__Requirements__.
• 1. Please copy word for word the passage of the article on civilian protection in Ukraine that begins at the words "Protection of civilians in" and ends after "communities in Ukraine.".
• 2. Carry on the article on civilian protection in Ukraine from its last sentence.

__Excerpt to read__.
Protection of civilians in high-intensity war: four lessons from Ukraine
2025 was the deadliest year for civilians in Ukraine since the beginning of the full-scale invasion in 2022. It is an indicator not only of the war's intensity but of how fragile civilian systems remain in high-intensity conflicts.
What this fragility looks like in practice is visible far from policy tables. During a community meeting in Ukraine's Sumy region, where CIVIC works with local residents and authorities, a mother shared that her five-year-old daughter can distinguish the sound of a Shahed drone from a cruise missile and demonstrate how to hide during shelling. Instead of rehearsing a dance for Mother's Day, children are learning survival drills. This is not an exception, but the reality for front line communities in Ukraine.
After more than a decade of war that began in 2014 and four years into its full-scale phase Ukraine no longer offers abstract debates about the protection of civilians. It offers hard-fought lessons that are increasingly relevant as conflicts worldwide become more urban and more unpredictable.

__Data extract__.
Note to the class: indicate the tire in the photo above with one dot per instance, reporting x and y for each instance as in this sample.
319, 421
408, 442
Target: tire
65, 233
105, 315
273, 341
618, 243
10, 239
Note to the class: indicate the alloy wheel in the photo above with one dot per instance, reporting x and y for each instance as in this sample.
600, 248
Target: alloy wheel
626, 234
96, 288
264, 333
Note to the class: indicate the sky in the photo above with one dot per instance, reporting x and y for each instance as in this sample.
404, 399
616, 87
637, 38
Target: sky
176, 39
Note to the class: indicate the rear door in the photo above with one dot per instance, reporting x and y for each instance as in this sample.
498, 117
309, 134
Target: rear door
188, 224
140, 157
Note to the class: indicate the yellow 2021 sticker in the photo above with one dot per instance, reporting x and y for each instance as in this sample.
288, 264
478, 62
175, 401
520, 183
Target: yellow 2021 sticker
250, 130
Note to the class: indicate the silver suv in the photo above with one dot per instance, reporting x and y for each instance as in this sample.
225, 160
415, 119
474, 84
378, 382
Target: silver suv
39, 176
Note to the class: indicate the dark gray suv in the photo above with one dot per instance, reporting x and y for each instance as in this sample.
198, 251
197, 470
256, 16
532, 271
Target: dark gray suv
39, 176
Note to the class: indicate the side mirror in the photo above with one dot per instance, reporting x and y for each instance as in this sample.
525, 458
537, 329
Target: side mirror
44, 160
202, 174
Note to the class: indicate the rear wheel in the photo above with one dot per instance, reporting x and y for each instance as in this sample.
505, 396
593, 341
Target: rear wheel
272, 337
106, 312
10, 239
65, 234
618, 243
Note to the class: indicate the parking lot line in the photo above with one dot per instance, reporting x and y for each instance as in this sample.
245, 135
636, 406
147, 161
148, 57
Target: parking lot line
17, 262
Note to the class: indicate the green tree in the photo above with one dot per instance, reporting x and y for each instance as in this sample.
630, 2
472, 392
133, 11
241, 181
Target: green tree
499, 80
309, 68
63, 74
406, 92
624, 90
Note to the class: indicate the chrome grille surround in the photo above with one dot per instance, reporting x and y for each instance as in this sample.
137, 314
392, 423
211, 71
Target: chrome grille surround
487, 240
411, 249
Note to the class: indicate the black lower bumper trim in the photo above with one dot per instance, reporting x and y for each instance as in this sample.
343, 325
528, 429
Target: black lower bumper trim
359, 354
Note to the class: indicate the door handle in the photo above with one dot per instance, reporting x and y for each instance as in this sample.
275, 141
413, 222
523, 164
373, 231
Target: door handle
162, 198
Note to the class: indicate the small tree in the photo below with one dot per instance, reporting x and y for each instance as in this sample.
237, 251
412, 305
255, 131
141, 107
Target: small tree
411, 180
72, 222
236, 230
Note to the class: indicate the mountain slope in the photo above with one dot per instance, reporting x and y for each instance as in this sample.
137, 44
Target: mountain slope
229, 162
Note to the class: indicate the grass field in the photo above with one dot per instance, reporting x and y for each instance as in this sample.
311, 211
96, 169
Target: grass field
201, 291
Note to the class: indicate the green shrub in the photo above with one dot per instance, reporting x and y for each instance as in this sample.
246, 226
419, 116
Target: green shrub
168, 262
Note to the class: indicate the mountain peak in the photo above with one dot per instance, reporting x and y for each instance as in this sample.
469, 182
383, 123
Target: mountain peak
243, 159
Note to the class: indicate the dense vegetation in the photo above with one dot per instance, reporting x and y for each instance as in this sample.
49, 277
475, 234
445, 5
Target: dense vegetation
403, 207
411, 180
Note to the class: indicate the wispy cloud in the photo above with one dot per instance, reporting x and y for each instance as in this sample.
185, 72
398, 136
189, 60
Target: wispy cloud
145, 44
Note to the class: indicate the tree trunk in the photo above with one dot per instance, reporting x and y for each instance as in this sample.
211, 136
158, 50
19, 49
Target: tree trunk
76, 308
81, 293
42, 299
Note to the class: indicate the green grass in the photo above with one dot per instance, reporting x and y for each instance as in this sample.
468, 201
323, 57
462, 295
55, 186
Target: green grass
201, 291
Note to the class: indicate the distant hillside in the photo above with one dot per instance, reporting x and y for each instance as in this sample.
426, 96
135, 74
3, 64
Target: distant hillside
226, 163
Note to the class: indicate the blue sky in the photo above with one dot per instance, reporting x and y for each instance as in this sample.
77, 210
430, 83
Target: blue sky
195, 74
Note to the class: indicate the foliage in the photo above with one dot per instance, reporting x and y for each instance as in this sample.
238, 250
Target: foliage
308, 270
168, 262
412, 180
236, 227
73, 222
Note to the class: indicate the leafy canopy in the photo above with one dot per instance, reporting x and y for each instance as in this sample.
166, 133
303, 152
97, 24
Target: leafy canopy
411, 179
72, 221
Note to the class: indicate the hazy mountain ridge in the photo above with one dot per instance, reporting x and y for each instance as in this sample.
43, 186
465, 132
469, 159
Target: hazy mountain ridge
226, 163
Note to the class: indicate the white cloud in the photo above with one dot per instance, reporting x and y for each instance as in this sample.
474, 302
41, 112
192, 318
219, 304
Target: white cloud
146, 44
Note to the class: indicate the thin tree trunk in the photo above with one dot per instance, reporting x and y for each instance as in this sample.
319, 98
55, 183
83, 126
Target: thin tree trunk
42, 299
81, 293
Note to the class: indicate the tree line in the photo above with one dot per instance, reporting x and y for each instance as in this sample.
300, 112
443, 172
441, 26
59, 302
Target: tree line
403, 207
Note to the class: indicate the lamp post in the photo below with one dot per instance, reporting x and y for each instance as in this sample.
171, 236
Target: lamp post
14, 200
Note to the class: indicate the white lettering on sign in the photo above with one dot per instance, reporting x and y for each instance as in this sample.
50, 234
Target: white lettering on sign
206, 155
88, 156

__Responses in order__.
• 1.
Protection of civilians in high-intensity war: four lessons from Ukraine
2025 was the deadliest year for civilians in Ukraine since the beginning of the full-scale invasion in 2022. It is an indicator not only of the war's intensity but of how fragile civilian systems remain in high-intensity conflicts.
What this fragility looks like in practice is visible far from policy tables. During a community meeting in Ukraine's Sumy region, where CIVIC works with local residents and authorities, a mother shared that her five-year-old daughter can distinguish the sound of a Shahed drone from a cruise missile and demonstrate how to hide during shelling. Instead of rehearsing a dance for Mother's Day, children are learning survival drills. This is not an exception, but the reality for front line communities in Ukraine.

• 2.
Lesson 1. Communities are not passive recipients of protection, they are active partners in shaping it
Whilst the state bears primary responsibility for the protection of civilians, during large-scale conflict it is crucial that communities have agency to determine their own protection needs. For protection to be effective and sustainable, and where protection by the state is supported by international actors, civilian voices must be amplified so that decisions around safety meet the reality of the conditions in which they live. Involving civilians in designing protection mechanisms not only increases their safety, but also increases their willingness to participate in emergency response roles, contributing their expertise and capacity to the protection of their own communities.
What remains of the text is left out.